Stored records
^^^^^^^^
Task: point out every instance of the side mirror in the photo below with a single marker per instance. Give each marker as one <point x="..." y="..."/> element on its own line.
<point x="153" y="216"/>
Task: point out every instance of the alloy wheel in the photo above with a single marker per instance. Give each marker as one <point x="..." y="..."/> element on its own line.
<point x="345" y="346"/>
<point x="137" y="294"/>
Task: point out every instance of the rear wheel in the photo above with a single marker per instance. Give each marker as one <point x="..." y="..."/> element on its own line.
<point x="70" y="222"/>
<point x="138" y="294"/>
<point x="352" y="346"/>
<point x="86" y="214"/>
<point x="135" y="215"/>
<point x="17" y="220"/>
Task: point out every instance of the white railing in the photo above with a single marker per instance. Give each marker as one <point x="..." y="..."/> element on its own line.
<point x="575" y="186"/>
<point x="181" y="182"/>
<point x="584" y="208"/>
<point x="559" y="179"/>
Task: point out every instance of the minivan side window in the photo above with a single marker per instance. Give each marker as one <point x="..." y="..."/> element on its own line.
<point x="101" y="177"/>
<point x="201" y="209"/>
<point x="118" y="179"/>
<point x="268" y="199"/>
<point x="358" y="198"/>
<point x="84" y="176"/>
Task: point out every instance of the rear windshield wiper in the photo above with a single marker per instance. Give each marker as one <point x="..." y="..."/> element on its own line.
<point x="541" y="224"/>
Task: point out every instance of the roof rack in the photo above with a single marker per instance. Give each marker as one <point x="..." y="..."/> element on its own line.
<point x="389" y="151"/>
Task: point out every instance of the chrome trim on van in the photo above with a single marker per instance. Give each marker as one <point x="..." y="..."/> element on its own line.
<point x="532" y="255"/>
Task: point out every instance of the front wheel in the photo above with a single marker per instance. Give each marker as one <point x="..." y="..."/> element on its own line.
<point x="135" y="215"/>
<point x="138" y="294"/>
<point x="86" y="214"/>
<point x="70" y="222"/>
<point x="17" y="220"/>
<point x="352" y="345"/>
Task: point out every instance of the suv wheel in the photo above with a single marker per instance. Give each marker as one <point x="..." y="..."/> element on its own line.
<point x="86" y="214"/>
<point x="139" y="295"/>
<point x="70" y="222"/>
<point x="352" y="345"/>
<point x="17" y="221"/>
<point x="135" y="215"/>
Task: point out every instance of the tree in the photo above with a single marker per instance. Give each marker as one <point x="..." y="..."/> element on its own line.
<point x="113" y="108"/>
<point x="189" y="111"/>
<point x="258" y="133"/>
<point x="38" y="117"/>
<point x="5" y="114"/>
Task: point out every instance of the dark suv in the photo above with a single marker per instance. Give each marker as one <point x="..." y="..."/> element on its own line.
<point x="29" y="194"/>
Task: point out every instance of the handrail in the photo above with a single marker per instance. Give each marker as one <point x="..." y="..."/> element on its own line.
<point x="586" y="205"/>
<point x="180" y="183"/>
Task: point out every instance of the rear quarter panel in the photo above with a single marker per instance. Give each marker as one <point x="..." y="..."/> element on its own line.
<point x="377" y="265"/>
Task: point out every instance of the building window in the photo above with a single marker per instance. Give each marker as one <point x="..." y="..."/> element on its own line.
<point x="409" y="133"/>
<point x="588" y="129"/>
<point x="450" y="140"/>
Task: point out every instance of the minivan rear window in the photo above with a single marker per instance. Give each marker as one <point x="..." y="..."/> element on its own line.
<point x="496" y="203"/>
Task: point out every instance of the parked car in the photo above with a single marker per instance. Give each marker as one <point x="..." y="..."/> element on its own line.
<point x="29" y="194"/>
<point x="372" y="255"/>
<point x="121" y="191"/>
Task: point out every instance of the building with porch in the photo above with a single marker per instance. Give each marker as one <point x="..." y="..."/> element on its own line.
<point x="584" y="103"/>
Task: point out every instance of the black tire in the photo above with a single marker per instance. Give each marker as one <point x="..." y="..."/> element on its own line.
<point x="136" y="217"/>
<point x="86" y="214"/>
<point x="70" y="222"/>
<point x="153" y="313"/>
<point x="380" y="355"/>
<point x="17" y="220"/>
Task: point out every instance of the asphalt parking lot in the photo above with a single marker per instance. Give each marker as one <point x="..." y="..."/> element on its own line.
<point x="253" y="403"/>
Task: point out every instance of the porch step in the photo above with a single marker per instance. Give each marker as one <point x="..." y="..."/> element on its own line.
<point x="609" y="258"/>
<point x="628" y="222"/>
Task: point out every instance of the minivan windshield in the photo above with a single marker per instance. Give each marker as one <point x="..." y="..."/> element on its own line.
^^^^^^^^
WHAT IS EXPECTED:
Nothing but an exact transcription of the records is expected.

THE ANSWER:
Task: point out every instance of the side mirror in the photo below with a single marker per instance. Give each marker as one <point x="..." y="..."/> element on its own line.
<point x="153" y="216"/>
Task: point out every instance of the alloy wheel in the photo above with a single marker per instance. Give each marker as one <point x="..." y="..."/> element on its own line.
<point x="345" y="346"/>
<point x="137" y="294"/>
Task: point out every instance of the rear wheel in the photo above with a single marker per instance. Give each marker as one <point x="..." y="..."/> element on its own line.
<point x="70" y="222"/>
<point x="138" y="294"/>
<point x="352" y="346"/>
<point x="86" y="214"/>
<point x="135" y="215"/>
<point x="17" y="220"/>
Task: point out every instance of the white railing in the photo above with a single marker per instance. Give each marker as one <point x="..." y="..."/> element on its own line.
<point x="575" y="186"/>
<point x="181" y="182"/>
<point x="584" y="208"/>
<point x="559" y="179"/>
Task: point out every instance of the minivan side window in the photo above with a single marker per instance. Give each marker as one <point x="..." y="..."/> element on its own line.
<point x="101" y="177"/>
<point x="201" y="209"/>
<point x="118" y="179"/>
<point x="268" y="199"/>
<point x="358" y="198"/>
<point x="84" y="176"/>
Task: point out every instance of the rear windshield wiper in the photo above with a single marker per instance. Give each marker as one <point x="..." y="..."/> element on its own line.
<point x="541" y="224"/>
Task: point out every instance of the roof rack in the photo above with a single marker per instance. Give each marker as one <point x="..." y="..."/> element on its own line.
<point x="389" y="151"/>
Task: point out every instance of the chrome trim on van in the photo above with a single marker per instance. Give each marker as one <point x="..." y="..."/> element on its own line.
<point x="532" y="255"/>
Task: point out every instance of the front wheel in the photo above with a single marker per instance. Give each marker as one <point x="..." y="..."/> element on its own line.
<point x="135" y="215"/>
<point x="138" y="294"/>
<point x="86" y="214"/>
<point x="70" y="222"/>
<point x="17" y="220"/>
<point x="352" y="345"/>
Task: point out every instance of the suv wheel in the photo above with a single marker per instance. Give each marker as one <point x="..." y="..."/> element on its own line.
<point x="86" y="214"/>
<point x="139" y="295"/>
<point x="70" y="222"/>
<point x="352" y="345"/>
<point x="17" y="221"/>
<point x="135" y="215"/>
Task: point out every instance of the tree in the photo above with a single marker per instance. Give each marker as one <point x="..." y="..."/> element on its own line.
<point x="113" y="108"/>
<point x="189" y="111"/>
<point x="258" y="133"/>
<point x="38" y="117"/>
<point x="5" y="114"/>
Task: point out every instance of the dark suv in the photo above with a single marker per instance. Give each marker as one <point x="..." y="..."/> element on its own line.
<point x="29" y="194"/>
Task: point out every instance of the handrail in the photo above with a single marker per instance. Give each marker as one <point x="..." y="..."/> element on its own line.
<point x="586" y="205"/>
<point x="180" y="183"/>
Task: point out every instance of the rear quarter panel in the photo above with a single marker per instance. Give each marker as one <point x="..." y="..."/> element on its own line.
<point x="377" y="265"/>
Task: point out every instance of the building window in the photo above with a single marker per instance. Give each marker as one <point x="..." y="..."/> element on its own line.
<point x="409" y="133"/>
<point x="588" y="129"/>
<point x="450" y="140"/>
Task: point out every instance of the minivan rear window in the photo above with a single marker per instance. Give each marker as one <point x="..." y="..."/> element on its own line.
<point x="496" y="203"/>
Task: point out every instance of the parked car in the photo above with a single marker per instance. Give each marker as one <point x="..." y="..."/> element on its own line.
<point x="29" y="194"/>
<point x="372" y="255"/>
<point x="121" y="191"/>
Task: point out every instance of the building with porch in the photo above with a single marker per instance. Give each marker as one <point x="..." y="..."/> element on its own line.
<point x="584" y="103"/>
Task: point out every instance of the black tire in the photo above with a single marker per instance. Give each marker as one <point x="..." y="..."/> element on its own line.
<point x="136" y="217"/>
<point x="86" y="214"/>
<point x="70" y="222"/>
<point x="153" y="313"/>
<point x="380" y="355"/>
<point x="17" y="220"/>
Task: point out every instance of the asphalt parking lot in the photo above with a single marker per instance. Give each marker as one <point x="..." y="..."/> element on its own line.
<point x="253" y="403"/>
Task: point out every instance of the porch step in the photo above with a single marker per instance. Give each marker as one <point x="..." y="..."/> element on its own line.
<point x="609" y="258"/>
<point x="628" y="222"/>
Task: point out every instance of the minivan windshield in the photo above with a single marker per instance. Give each marker as one <point x="..." y="..."/> element on its own line.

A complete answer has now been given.